● TASK
Rewrite the lines below, starting with the first and going on through the line with "<point>74,154</point>". Change "stone pedestal" to "granite pedestal" and keep everything else the same.

---------- DATASET CONTENT ----------

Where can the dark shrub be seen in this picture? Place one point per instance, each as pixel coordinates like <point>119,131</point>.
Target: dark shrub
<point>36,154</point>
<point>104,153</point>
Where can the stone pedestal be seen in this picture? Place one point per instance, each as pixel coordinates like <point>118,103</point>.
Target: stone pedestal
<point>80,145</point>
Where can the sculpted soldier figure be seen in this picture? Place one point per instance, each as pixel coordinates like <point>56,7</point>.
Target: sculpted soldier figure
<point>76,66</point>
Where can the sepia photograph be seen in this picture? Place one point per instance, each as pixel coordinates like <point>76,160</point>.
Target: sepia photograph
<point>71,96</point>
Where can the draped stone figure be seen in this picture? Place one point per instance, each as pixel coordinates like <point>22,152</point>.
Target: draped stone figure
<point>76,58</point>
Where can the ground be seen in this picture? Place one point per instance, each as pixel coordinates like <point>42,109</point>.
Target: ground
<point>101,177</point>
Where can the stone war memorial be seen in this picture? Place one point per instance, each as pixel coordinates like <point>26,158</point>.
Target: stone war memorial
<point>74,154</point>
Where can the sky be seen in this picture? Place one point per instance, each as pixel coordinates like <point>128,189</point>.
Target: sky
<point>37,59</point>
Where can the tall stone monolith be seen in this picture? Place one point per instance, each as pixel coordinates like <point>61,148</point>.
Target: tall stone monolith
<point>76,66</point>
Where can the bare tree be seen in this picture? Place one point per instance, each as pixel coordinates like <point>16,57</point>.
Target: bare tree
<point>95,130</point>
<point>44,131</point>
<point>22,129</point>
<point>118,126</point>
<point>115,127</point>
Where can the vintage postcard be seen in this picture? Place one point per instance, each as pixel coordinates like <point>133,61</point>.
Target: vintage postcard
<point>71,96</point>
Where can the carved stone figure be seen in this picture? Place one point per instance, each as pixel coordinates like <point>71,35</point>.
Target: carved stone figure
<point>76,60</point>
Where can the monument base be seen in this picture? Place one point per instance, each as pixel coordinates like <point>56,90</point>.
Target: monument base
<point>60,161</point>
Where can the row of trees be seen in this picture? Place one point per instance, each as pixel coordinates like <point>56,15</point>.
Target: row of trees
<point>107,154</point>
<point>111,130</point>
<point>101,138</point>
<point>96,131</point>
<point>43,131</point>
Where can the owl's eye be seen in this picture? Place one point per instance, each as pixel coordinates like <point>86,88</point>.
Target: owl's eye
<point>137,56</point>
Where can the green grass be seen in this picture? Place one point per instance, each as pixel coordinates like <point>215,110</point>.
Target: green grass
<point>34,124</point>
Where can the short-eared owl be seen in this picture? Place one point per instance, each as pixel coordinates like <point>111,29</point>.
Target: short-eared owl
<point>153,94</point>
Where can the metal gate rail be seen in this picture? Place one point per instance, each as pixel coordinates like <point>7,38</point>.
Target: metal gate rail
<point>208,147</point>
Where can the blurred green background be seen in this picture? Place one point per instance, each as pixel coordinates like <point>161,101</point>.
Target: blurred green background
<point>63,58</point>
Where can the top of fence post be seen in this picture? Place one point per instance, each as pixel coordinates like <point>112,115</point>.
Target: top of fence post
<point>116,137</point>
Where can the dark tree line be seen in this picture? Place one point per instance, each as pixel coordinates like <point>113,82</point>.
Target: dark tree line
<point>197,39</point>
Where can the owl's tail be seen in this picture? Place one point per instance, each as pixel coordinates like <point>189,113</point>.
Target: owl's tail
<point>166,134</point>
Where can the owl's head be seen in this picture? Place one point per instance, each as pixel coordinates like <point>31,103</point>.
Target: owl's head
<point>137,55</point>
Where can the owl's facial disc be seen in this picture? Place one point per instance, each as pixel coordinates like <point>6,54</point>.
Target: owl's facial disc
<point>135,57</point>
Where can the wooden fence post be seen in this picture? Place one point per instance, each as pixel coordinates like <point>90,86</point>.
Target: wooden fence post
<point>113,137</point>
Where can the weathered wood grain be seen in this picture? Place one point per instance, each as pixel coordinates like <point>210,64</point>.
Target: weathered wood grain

----------

● WRITTEN SOLUTION
Where can the dark shrub be seen in this picture? Place one point per instance, each as pixel coordinates like <point>119,131</point>.
Target: dark shrub
<point>36,154</point>
<point>104,153</point>
Where can the granite pedestal be seen in this picture? Place one point per instance, each as pixel coordinates like <point>118,103</point>.
Target: granite pedestal
<point>80,145</point>
Where can the sculpted soldier figure be seen in this picture? Place one point per instance, each as pixel coordinates like <point>56,7</point>.
Target: sculpted soldier figure
<point>76,66</point>
Where can the sepia photograph be seen in this picture? Place one point per instance, each as pixel coordinates like <point>76,160</point>.
Target: sepia photograph
<point>71,96</point>
Where can the draped stone figure be seen in this picture? Place one point per instance, each as pixel coordinates like <point>22,152</point>.
Target: draped stone figure
<point>76,58</point>
Where can the ground be seen in this picture? Place one point per instance, each as pixel coordinates like <point>42,109</point>.
Target: ground
<point>101,177</point>
Where can the stone war memorial be seen in this picture? Place one point per instance, each as pixel coordinates like <point>26,158</point>.
Target: stone war memorial
<point>74,154</point>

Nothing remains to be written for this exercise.